CONSIGNE: Recopiez à l'identique, dans l'article sur la flotte aérienne ukrainienne, tout ce qui va de « La Suède modernisera la flotte aérienne soviétique de l'Ukraine » jusqu'à « et guerre électronique. ».

TEXTE:
----------------------------------------
La Suède modernisera la flotte aérienne soviétique de l’Ukraine

La Suède modernisera la flotte aérienne soviétique de l'Ukraine

L’Ukraine et la Suède envisagent de moderniser la flotte aérienne soviétique de Kyiv avec l’appui technique de SAAB, incluant radars et guerre électronique.

L’Ukraine engage une coopération technique avec la Suède, via le groupe SAAB, pour moderniser sa flotte aérienne d’origine soviétique. Ce partenariat repose sur l’intégration de technologies suédoises de pointe – notamment des radars, des systèmes de guerre électronique et des dispositifs de protection embarquée. L’objectif : renforcer la résilience opérationnelle de l’armée de l’air ukrainienne face aux menaces modernes, tout en valorisant le retour d’expérience du combat pour les industriels suédois. Des discussions sont également en cours sur la livraison éventuelle d’aéronefs suédois, bien qu’aucun contrat ne soit encore signé. Cette coopération s’inscrit dans une logique de long terme pour améliorer la défense ukrainienne sans dépendre exclusivement de l’OTAN ou des États-Unis.
----------------------------------------
DONNÉES FOURNIES:

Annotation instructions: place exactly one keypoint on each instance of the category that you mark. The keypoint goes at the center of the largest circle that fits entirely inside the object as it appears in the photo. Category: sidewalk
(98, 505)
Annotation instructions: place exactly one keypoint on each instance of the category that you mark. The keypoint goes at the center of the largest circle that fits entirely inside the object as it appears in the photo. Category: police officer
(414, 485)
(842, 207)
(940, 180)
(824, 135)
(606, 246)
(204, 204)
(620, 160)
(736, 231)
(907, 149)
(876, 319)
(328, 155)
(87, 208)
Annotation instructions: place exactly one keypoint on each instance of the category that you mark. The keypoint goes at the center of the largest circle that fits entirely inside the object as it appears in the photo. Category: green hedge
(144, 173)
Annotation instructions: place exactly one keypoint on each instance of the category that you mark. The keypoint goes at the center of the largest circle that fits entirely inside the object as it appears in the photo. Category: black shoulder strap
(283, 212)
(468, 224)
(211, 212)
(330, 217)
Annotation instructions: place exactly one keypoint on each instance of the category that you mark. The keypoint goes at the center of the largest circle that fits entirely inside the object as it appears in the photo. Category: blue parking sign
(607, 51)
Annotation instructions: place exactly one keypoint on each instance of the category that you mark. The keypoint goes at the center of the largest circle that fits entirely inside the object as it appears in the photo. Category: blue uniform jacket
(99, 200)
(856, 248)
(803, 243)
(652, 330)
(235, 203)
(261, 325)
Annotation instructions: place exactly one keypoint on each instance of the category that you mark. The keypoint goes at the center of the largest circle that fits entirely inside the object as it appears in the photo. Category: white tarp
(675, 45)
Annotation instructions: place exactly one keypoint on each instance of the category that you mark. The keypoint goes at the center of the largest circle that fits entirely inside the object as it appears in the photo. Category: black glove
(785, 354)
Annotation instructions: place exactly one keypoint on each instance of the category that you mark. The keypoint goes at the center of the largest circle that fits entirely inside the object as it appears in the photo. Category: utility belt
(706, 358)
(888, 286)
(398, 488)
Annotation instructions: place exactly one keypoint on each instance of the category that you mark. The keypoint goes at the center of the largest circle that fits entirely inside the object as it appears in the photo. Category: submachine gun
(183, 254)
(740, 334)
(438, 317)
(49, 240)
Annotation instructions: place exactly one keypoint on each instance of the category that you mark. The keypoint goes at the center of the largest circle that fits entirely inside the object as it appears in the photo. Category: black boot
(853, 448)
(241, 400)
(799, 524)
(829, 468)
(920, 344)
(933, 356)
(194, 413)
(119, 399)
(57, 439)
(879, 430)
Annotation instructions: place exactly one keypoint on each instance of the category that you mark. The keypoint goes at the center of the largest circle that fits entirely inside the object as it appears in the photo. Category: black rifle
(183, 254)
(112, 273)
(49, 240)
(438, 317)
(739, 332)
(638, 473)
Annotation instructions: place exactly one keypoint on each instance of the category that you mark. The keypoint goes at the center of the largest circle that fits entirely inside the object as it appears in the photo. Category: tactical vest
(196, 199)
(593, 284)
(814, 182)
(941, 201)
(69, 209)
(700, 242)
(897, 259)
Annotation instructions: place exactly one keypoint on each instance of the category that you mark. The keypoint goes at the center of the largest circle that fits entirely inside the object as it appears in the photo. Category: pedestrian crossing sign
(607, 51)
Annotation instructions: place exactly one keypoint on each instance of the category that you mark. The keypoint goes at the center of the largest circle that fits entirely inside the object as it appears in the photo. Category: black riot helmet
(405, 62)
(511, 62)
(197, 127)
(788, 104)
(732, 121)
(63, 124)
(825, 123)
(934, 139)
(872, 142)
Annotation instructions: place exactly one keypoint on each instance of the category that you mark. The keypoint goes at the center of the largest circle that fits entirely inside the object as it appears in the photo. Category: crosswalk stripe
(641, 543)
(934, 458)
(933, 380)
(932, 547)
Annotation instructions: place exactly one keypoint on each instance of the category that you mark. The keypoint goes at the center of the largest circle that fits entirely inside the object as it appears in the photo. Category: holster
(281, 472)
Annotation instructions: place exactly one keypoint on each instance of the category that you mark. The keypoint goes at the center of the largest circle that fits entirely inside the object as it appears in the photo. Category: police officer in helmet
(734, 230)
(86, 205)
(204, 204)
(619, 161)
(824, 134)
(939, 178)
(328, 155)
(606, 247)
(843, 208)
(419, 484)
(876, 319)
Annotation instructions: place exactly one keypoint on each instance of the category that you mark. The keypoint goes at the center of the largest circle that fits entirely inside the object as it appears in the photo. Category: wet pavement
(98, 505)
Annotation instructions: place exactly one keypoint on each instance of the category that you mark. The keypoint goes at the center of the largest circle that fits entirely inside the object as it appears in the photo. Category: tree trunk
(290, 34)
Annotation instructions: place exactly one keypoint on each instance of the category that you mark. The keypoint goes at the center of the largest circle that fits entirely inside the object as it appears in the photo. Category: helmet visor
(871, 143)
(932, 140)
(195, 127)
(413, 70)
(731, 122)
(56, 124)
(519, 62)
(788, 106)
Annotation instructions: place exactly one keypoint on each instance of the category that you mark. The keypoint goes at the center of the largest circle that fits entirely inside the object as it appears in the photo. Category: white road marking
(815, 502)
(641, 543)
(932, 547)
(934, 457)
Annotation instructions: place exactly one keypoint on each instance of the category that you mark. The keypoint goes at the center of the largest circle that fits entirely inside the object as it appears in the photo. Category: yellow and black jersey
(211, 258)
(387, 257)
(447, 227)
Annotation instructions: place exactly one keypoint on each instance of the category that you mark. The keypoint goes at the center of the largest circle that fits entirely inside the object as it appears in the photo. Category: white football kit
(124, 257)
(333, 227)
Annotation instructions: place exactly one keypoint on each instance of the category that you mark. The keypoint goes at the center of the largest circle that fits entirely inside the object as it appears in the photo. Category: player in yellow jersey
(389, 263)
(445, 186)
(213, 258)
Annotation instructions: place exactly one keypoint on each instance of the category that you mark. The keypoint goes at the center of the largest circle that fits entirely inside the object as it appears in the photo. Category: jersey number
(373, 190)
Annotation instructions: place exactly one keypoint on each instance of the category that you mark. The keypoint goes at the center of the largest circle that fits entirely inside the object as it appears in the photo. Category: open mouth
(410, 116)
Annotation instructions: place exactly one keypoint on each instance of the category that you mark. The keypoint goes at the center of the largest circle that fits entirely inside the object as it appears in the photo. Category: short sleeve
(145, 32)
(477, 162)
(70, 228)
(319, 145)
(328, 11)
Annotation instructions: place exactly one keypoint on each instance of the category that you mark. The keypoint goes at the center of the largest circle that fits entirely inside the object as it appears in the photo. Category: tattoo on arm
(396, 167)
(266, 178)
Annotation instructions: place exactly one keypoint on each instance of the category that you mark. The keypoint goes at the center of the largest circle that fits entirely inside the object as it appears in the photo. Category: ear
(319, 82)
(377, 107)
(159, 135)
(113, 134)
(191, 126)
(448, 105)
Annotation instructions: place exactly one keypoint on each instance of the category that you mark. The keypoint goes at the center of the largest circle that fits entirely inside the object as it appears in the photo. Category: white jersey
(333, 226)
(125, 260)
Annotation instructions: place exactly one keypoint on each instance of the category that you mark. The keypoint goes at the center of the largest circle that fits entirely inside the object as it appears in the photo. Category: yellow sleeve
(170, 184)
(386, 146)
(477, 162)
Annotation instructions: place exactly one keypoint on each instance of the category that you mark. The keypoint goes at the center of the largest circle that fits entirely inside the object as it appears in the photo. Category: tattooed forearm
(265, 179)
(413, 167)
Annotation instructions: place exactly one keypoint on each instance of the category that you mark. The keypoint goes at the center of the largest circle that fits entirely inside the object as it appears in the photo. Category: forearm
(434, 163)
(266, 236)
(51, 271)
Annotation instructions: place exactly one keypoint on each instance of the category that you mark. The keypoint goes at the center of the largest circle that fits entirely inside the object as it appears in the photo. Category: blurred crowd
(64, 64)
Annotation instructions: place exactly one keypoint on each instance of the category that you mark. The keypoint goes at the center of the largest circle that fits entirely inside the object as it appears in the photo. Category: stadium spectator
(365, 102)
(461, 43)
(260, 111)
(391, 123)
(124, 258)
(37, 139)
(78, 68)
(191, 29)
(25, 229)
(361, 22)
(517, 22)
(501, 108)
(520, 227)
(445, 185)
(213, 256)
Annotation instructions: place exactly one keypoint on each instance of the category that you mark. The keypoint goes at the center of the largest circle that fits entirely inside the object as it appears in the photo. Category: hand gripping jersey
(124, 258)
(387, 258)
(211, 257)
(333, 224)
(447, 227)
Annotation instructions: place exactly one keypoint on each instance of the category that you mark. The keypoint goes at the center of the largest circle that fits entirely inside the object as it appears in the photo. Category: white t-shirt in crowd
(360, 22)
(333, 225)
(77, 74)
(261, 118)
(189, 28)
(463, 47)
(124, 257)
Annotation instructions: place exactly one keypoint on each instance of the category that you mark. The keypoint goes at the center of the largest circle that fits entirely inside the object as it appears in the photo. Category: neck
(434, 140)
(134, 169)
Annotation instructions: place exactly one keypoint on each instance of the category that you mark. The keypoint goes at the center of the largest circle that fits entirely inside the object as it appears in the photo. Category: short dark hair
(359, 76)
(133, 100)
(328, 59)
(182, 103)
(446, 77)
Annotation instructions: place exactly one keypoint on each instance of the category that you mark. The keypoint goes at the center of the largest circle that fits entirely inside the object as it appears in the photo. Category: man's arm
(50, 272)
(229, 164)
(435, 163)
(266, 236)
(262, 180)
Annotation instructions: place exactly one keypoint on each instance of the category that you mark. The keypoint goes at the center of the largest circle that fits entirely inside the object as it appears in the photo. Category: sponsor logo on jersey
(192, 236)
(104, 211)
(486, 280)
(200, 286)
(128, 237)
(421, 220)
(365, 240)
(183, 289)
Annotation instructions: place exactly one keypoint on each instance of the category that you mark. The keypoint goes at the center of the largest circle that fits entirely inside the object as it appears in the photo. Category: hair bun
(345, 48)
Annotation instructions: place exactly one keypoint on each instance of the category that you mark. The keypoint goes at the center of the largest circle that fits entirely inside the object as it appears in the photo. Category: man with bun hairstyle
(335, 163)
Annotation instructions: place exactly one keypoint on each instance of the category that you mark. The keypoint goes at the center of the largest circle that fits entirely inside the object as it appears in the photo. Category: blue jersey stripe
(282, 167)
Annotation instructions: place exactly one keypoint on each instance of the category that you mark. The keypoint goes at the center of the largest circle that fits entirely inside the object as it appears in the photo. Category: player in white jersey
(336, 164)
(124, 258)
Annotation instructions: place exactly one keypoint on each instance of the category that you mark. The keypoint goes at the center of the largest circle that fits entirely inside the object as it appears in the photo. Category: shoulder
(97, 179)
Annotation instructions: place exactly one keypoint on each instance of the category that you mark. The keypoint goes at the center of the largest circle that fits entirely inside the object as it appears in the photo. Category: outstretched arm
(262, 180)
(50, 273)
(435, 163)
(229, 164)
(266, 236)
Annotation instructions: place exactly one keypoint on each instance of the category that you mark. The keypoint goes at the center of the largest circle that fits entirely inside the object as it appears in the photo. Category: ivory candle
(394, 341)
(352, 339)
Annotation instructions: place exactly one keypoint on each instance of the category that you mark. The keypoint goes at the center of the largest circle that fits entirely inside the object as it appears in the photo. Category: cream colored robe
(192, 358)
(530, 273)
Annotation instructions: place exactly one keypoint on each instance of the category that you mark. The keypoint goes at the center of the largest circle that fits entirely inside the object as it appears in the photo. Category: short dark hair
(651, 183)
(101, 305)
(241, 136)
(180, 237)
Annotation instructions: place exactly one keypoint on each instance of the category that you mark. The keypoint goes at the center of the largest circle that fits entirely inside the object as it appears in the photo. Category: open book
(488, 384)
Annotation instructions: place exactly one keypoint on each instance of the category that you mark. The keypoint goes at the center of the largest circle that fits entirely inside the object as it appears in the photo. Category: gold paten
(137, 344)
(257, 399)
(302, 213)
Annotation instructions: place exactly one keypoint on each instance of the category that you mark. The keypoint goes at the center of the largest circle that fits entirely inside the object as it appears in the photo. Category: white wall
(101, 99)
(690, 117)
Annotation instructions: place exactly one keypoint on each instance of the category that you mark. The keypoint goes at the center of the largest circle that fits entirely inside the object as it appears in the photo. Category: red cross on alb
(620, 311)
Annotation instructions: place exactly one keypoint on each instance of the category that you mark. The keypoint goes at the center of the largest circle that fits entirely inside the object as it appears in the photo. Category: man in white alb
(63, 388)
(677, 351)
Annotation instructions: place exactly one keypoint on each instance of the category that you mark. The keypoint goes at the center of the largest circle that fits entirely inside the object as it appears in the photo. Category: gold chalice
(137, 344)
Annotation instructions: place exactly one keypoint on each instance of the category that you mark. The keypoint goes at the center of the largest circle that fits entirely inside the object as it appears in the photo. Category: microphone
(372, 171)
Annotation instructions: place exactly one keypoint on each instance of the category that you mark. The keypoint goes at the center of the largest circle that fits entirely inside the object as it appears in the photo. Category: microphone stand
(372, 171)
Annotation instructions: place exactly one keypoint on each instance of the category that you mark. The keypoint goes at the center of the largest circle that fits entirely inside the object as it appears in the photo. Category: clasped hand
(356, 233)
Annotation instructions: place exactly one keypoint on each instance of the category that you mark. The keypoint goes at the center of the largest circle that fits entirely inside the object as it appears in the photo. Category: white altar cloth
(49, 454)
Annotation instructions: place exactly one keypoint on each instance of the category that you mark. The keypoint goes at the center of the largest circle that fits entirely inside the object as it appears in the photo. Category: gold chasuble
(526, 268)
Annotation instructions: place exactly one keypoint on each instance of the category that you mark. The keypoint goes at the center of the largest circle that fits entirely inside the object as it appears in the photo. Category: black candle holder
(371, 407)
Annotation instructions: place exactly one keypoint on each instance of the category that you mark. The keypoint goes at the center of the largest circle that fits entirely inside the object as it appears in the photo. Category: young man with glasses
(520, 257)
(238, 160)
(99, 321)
----------------------------------------
CORRIGÉ:
La Suède modernisera la flotte aérienne soviétique de l'Ukraine

L’Ukraine et la Suède envisagent de moderniser la flotte aérienne soviétique de Kyiv avec l’appui technique de SAAB, incluant radars et guerre électronique.